Stan Thuret dans son annonce sur Facebook le 15 février.

Une démarche qu'il avait expliquée dans cette vidéo:

La Jacques Vabre (réd: qui tire son nom de la marque de café française, d'où son nom «Route du Café») n'est de loin pas la seule épreuve de voile au bilan écologique peu flatteur. Un reportage de Franceinfo pointe les incohérences écologiques de ces courses, citant les organisateurs d'une autre transatlantique, la Route du Rhum, qui se déroule tous les quatre ans entre Saint-Malo et la Guadeloupe:

«Un retour en cargo (depuis la Guadeloupe jusqu'en France métropolitaine), pour un voilier de douze mètres de long (un Class40), émet 48 tonnes d'équivalent CO2.»
Franceinfo dans L'œil du 20H du 9 novembre.

Selon un document que s'est procuré le média français, un trajet en cargo, en 2022, coûtait 408 000 euros (actuellement un peu moins de 400 000 francs suisses). L'offre provient d'une association de skippers, qui souligne que si seize voiliers sont embarqués, la traversée revient à 25 000 euros par bateau.

Tarifs élevés notamment à cause des assurances

Stan Thuret n'est pas le seul navigateur qui se dit mal à l'aise face à l'impact environnemental de son sport. Le skipper Mikael Mergui assure à Franceinfo que rentrer chez lui en retraversant l'Atlantique à la voile n'est tout simplement pas possible en raison des assurances qui facturent des primes supplémentaires.

LIGNES ENREGISTRÉES:
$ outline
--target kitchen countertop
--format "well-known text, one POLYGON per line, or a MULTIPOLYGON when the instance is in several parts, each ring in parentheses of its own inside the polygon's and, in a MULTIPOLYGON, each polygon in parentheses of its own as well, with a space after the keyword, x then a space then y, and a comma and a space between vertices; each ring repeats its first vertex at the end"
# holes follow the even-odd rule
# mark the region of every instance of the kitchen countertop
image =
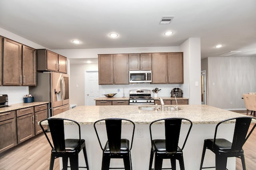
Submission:
MULTIPOLYGON (((175 98, 172 97, 158 97, 157 98, 152 97, 154 100, 158 100, 160 97, 163 100, 175 100, 175 98)), ((176 98, 177 100, 188 100, 188 98, 176 98)), ((129 100, 130 97, 113 97, 112 98, 100 97, 94 99, 94 100, 129 100)))
POLYGON ((31 103, 21 103, 13 104, 10 105, 8 107, 0 108, 0 113, 34 106, 36 106, 47 104, 48 103, 49 103, 48 102, 34 102, 31 103))
MULTIPOLYGON (((168 106, 170 105, 166 106, 168 106)), ((193 124, 216 124, 225 119, 244 116, 205 105, 179 105, 180 109, 178 111, 164 112, 141 110, 138 108, 139 106, 79 106, 53 117, 72 119, 81 125, 92 125, 98 120, 110 117, 122 117, 130 119, 135 124, 149 124, 157 119, 170 117, 186 118, 191 120, 193 124)))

VOTRE TÂCHE: Reprenez l'article sur la voile et l'écologie là où il s'arrête, puis poursuivez-le. On peut se passer des lignes pour ce travail.

RÉSULTAT DE L'EXERCICE:
«(Charger mon voilier sur un cargo) c'est quelque chose que je ne suis pas fier du tout de faire, clairement, mais je n'ai pas un budget no limit...»
Mikael Mergui, navigateur Class40 de la Transat Jacques Vabre.

Par ailleurs, c'est aussi pour éviter de sur-solliciter les voiliers que certains skippers font le choix d'un retour en cargo. Rentrer en bateau userait l'embarcation et les voiles, avance Marcus Hutchinson, vice-président de la classe Figaro Beneteau, cité par le média spécialisé Reporterre.

De leur côté, les organisateurs de la Transat Jacques Vabre précisent que ces retours en cargo sont de moins en moins la norme et disent réfléchir à les interdire complètement à terme, «dès la prochaine édition». Cette année, ils ne seraient que huit à embarquer sur un porte-conteneur pour le retour, sur 95 voiliers engagés, selon Franceinfo.

Un calendrier des courses «basés sur les cargos»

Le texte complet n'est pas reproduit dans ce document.